» **Written exercise 1**: In the blog post about Snowflake and Ibis, turn the paragraph that begins "Snowflake is a cloud-based data warehousing" into a short bulleted list that keeps its main facts.
» **Written exercise 2**: Using the blog post about Snowflake and Ibis, explain in one to three sentences why some data engineers may find Snowflake's reliance on SQL a barrier.
» **Written exercise 3**: Pick up the blog post about Snowflake and Ibis after its last line and continue writing it.

# Text provided start

Mar 23, 2023

How to Use Snowflake and Ibis for Better Analytics

Marlene Mhangami

Blog post description image

Today, data teams are growing faster than ever as businesses increasingly look to data analytics to help them make informed decisions. However, with the high number of data sources and formats, managing and processing large amounts of information can feel overwhelming. One solution to this problem is Snowflake.

Snowflake is a cloud-based data warehousing and analytics platform that offers a scalable solution for storing, processing, and analyzing data. It provides a convenient platform for data warehousing, data lakes, data engineering, and data application development. One of the key benefits of Snowflake is its cloud-native architecture, which allows it to seamlessly integrate with other cloud-based services and data sources. This makes it easy for businesses to centralize their data, while also reducing infrastructure and maintenance costs.

Why Use Ibis with Snowflake?

Snowflake is an excellent enterprise data storage solution that relies primarily on SQL for data analytics workflows. Some data engineers prefer using Python for data analysis, and SQL can be a barrier for them, particularly if they are not as experienced with writing good/performant SQL. These users might also feel more productive working from their local environment, in a Jupyter notebook for example.

Fortunately, by combining Snowflake and Ibis, engineers and data scientists get the readability of Python analytics with the scale and performance of SQL. So what is Ibis? Ibis is a pandas-like, Python library that provides a lightweight, universal interface for data wrangling. It helps Python users explore and transform data of any size, stored anywhere. With Ibis, data analysts and engineers can write Python code that generates SQL queries and pipelines. For Snowflake users, Ibis generates the SQL code necessary to query data stored in their Snowflake database and the results are returned natively in their local Python environment. Ibis also allows users to access the generated SQL code by using the show_sql command

Creating A Pricing Summary Report

As an example of what using Ibis and Snowflake together looks like, we’ll prepare a short pricing summary report. We’ll work with Ibis in a Jupyter notebook in our local IDE to connect to Snowflake and grab a table that has information about a business’s shipping, sales, and returns data. We’ll generate a pricing summary report that helps us understand how the business performed in a certain time interval. Let’s start by installing the Ibis-Snowflake backend using the code below.

install ibis-snowflake backend

!pip install 'ibis-framework[snowflake]'

Next, we’ll import all the necessary dependencies to get going and connect to the Snowflake database using ibis.connect.

The ibis.connect function takes in a URL that looks like this
"snowflake://user:pass@account/database/schema".

The parts of this url are made up of:

  • Snowflake username (listed under your profile tab)
  • Snowflake password (hopefully you know this ;))

# Text provided end
# Dataset rows start

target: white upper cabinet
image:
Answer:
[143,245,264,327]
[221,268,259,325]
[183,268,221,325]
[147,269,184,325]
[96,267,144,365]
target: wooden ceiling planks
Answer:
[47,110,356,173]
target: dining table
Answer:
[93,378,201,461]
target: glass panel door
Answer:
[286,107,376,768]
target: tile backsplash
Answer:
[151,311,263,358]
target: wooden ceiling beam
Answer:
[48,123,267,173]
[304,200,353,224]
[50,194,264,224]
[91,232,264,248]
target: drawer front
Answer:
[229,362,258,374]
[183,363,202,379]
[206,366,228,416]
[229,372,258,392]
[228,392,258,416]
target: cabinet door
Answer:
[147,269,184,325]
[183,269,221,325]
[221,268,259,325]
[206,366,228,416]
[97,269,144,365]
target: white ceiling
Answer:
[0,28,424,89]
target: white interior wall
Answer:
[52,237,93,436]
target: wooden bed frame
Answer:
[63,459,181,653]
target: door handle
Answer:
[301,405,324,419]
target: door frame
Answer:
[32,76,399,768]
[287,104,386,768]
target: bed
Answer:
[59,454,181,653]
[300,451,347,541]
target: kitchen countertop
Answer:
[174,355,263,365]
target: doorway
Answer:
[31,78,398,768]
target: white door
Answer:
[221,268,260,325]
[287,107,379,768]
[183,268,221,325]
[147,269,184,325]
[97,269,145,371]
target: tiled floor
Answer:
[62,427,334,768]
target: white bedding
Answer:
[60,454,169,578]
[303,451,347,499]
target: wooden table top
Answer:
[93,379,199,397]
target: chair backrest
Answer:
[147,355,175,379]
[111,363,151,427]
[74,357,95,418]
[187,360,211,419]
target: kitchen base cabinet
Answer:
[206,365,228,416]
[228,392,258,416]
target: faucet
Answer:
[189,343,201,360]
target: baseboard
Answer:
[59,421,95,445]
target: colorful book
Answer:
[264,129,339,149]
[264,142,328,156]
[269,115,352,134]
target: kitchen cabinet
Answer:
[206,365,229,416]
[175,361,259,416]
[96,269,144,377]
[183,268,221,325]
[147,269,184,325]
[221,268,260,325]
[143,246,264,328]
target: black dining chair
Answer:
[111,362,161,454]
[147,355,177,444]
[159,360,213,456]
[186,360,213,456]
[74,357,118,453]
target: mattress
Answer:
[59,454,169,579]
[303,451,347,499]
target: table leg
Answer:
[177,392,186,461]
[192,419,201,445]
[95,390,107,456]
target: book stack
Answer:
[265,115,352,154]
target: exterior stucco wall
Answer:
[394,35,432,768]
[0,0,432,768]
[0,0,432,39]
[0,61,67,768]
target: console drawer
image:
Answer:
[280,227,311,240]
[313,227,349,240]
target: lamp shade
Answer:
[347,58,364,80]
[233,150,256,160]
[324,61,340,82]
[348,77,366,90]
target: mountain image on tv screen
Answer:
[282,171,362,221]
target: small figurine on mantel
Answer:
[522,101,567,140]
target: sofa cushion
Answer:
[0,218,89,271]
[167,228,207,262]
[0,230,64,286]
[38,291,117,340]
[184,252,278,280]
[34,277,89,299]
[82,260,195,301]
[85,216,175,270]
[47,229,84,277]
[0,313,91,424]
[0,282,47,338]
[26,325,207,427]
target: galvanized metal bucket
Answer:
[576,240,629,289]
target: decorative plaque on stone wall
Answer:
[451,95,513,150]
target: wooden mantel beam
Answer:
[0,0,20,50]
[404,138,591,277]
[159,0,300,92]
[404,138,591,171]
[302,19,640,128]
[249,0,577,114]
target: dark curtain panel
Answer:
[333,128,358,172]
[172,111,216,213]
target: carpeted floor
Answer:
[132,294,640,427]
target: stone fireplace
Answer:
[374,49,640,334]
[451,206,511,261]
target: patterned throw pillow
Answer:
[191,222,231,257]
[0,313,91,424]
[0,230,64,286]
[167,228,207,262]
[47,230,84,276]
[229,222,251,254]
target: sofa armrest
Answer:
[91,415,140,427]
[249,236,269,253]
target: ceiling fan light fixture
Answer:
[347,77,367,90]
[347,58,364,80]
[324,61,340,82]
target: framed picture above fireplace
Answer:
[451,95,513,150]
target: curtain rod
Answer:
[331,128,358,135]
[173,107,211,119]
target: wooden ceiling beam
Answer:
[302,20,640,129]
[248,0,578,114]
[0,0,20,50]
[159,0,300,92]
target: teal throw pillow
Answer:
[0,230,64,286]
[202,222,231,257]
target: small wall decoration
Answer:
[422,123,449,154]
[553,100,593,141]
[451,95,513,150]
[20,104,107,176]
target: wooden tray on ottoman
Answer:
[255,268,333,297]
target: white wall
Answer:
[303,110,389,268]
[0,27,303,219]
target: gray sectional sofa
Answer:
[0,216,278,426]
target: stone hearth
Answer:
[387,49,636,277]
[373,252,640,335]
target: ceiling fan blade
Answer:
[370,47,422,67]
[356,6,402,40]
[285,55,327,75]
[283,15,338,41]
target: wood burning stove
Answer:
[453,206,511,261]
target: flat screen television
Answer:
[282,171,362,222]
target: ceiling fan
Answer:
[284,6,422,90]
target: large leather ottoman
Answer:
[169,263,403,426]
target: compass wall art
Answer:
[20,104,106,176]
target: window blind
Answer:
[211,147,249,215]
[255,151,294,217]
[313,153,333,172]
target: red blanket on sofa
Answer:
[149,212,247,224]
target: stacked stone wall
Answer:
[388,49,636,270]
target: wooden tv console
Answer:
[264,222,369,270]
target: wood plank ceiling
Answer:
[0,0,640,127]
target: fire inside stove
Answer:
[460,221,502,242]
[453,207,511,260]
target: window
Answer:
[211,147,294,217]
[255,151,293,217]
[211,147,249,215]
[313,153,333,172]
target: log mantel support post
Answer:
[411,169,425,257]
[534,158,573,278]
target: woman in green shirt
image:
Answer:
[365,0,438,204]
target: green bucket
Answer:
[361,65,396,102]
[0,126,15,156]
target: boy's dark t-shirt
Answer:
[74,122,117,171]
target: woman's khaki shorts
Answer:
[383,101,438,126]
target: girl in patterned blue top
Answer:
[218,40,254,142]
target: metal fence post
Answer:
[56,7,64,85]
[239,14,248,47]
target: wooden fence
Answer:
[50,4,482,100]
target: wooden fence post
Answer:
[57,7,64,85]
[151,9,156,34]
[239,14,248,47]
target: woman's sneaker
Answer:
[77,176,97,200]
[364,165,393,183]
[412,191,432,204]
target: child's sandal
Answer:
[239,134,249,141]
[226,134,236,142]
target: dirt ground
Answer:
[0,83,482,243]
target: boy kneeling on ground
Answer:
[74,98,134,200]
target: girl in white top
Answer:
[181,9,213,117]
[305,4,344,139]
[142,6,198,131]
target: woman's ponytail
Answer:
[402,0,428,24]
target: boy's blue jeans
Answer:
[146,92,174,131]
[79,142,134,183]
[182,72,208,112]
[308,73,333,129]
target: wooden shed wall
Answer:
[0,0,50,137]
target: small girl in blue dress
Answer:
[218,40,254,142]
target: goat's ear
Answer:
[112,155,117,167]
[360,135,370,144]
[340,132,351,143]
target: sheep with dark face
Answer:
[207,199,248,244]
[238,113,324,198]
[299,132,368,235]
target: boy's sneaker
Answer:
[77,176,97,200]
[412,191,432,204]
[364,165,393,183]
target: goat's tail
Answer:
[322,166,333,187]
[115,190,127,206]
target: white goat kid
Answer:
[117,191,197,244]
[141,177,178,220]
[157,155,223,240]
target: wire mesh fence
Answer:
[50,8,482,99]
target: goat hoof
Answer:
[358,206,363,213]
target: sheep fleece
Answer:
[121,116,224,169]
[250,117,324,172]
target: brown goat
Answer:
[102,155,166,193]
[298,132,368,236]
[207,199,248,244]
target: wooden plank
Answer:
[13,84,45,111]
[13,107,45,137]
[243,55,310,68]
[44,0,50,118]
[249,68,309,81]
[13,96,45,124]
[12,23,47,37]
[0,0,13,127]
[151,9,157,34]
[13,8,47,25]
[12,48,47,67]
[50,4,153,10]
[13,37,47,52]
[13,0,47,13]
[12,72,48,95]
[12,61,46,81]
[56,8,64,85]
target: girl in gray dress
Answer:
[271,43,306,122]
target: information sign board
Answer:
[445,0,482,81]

# Dataset rows end

» **Result 1**:
- Snowflake is a cloud-based platform for data warehousing and analytics that can scale to store, process, and analyze data.
- It supports data warehousing, data lakes, data engineering, and data application development.
- A key benefit is its cloud-native architecture, which lets it integrate seamlessly with other cloud-based services and data sources.
- This helps businesses centralize their data and cut infrastructure and maintenance costs.

» **Result 2**: Some data engineers prefer Python for data analysis, and SQL can be a barrier for them, especially if they lack experience writing good or performant SQL. They may also feel more productive working in a local environment, such as a Jupyter notebook.

» **Result 3**:
  • Snowflake account:
    • You’ll find this under the Admin→Accounts tab in the menu. Clicking on the link next to the letters under the ‘Account’ section on this page will give you a URL that looks something like this https://abcdefg-rr01234.snowflakecomputing.com. Your account consists of all the letters and numbers before snowflakecomputing.com so in this case, it would be abcdefg-rr01234
  • Database name
  • Schema name

Once you have your URL, you can plug it in and run the following code to connect to the Snowflake database. This gives you access to all the tables available in your chosen database.

import dependencies and connect to the Snowflake backend

import ibis 
from ibis import _
ibis.options.interactive = True

con = ibis.connect(
    "snowflake://user:pass@account/database/schema"
)

For this example, we’ll use the Snowflake-provided ‘snowflake_sample_data’ database. From this database, we’ll use the lineitem table. We can connect to the table by running this line of code.

connect to the lineitem table

lineitem = con.tables.lineitem

We’ll now use Ibis to generate a short report that shows the amount of business that was billed, shipped, and returned as of a given date. Our query will list the totals for extended price, discounted extended price, price with tax, average quantity, average price, and average discount. These aggregates are grouped by RETURNFLAG and LINESTATUS and listed in ascending order of the same. A count of the number of line items in each group is included.

create the report

report = lineitem.aggregate(
    by=['L_RETURNFLAG','L_LINESTATUS'],
    sum_qty = _.L_QUANTITY .sum(),
    sum_base_price = _.L_EXTENDEDPRICE.sum(),
    sum_disc_price = (_.L_EXTENDEDPRICE * (1-_.L_DISCOUNT)).sum(),
    sum_charge = (_.L_EXTENDEDPRICE * (1-_.L_DISCOUNT) * (1+_.L_TAX)).sum(),
    avg_qty = _.L_QUANTITY .mean(), 
    avg_price = _.L_EXTENDEDPRICE.mean(),
    avg_disc = _.L_DISCOUNT.mean(),
    count_order = _.count()
).filter(lineitem.L_SHIPDATE <'1998-12-01').order_by(['L_RETURNFLAG','L_LINESTATUS'])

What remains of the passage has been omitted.